# [Brief]
Return every one of the entries below word for word, with each line unchanged.

Point annotation entries:
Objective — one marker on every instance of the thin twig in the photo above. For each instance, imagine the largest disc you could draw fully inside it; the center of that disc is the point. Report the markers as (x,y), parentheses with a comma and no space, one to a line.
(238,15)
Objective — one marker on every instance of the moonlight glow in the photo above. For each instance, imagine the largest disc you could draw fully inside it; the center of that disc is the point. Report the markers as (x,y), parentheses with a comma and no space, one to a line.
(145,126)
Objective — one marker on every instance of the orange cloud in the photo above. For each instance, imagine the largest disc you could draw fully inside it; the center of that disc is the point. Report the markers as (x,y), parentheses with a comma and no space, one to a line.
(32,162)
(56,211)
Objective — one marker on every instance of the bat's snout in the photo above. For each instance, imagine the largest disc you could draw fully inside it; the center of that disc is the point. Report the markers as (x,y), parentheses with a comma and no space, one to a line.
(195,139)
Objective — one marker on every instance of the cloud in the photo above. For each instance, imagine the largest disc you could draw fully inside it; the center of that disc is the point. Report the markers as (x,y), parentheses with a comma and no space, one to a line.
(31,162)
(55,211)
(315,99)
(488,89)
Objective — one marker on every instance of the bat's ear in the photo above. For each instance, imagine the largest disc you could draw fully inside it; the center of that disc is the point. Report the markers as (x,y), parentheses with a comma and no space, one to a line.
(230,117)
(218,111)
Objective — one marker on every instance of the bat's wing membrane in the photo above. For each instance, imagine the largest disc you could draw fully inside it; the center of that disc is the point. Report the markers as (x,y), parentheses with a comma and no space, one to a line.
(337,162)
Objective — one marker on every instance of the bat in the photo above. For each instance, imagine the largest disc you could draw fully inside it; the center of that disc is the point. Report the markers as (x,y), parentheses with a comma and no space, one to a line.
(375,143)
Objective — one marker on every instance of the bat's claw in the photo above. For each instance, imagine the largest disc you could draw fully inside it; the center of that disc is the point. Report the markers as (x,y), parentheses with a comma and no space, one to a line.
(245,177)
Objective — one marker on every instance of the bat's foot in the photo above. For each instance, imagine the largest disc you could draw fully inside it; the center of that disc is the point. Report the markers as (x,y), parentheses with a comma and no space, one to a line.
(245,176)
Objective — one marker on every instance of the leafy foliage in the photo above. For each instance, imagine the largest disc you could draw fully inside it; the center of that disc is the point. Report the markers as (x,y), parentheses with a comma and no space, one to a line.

# [Full response]
Objective — one marker on every instance of the thin twig in the photo above. For each instance, imagine the largest disc you could draw fully inside it; the center of that disc is the point. Report the markers as (x,y), parentheses with a comma and no space, one to a line.
(238,15)
Objective — one marker on every instance of the moonlight glow in the photo above. For each instance, imagine the largest disc you could draw fully inside it; the center of that disc is the point. Report the markers as (x,y), parentheses with a comma and no space, one to a line.
(145,126)
Objective — one marker on every instance of the orange cloud in the photo above. For each instance, imagine the largest disc you could draw fully inside it; the center of that disc is the point. Report the markers as (x,y), parentheses with a comma and no space, one to a line.
(32,162)
(56,211)
Objective — one marker on every instance of the bat's snout in the photo above. For each instance, imagine the largest disc you could draw fully inside it; the center of that disc is the point. Report the markers as (x,y), parentheses with a comma and no space, one to a line.
(195,139)
Objective — one marker on every instance of the cloud in the photo above. For each instance, imagine the largest disc you could draw fully inside it; the center of that disc is the point. Report the markers as (x,y), parentheses with a comma and no space, one to a line.
(31,162)
(55,211)
(315,99)
(488,89)
Objective — one marker on every instance of the bat's ear in the photo above. For each instance, imagine the largest disc you could draw fully inside it; the center of that disc is the point. Report the markers as (x,y), parentheses with a comma and no space, one to a line.
(230,117)
(218,111)
Objective — one marker on every instance of the bat's wing membrane in the photo above. For each instance, imagine the largest disc you could draw fully inside it; the center of that disc is the point. Report the markers as (x,y), parentheses with a comma and no space, one to a line.
(337,162)
Objective — one marker on every instance of the bat in the photo above. For each instance, imagine the largest disc you could draw fully inside it; the center of that disc is the point. Report the markers as (x,y), parentheses with a comma and no space, one to a line.
(375,143)
Objective — one marker on every instance of the bat's claw in the photo above. For each instance, imagine the largest disc you could draw fully inside it; the center of that disc is the point. Report the markers as (x,y), parentheses with a comma and no space, one to a line.
(245,177)
Objective — one marker on every instance of the bat's foot in the photo above. For each instance, imagine the largest disc you could draw fully inside it; the center of that disc is the point. Report the markers as (x,y), parentheses with a comma and no space, one to a line.
(245,176)
Objective — one marker on every instance of the leafy foliage in the photo above. For each instance, imagine the largest disc you could draw fully inside it; the center of that disc is the point. Report the markers as (x,y), parentheses with a comma and no space, one to a line.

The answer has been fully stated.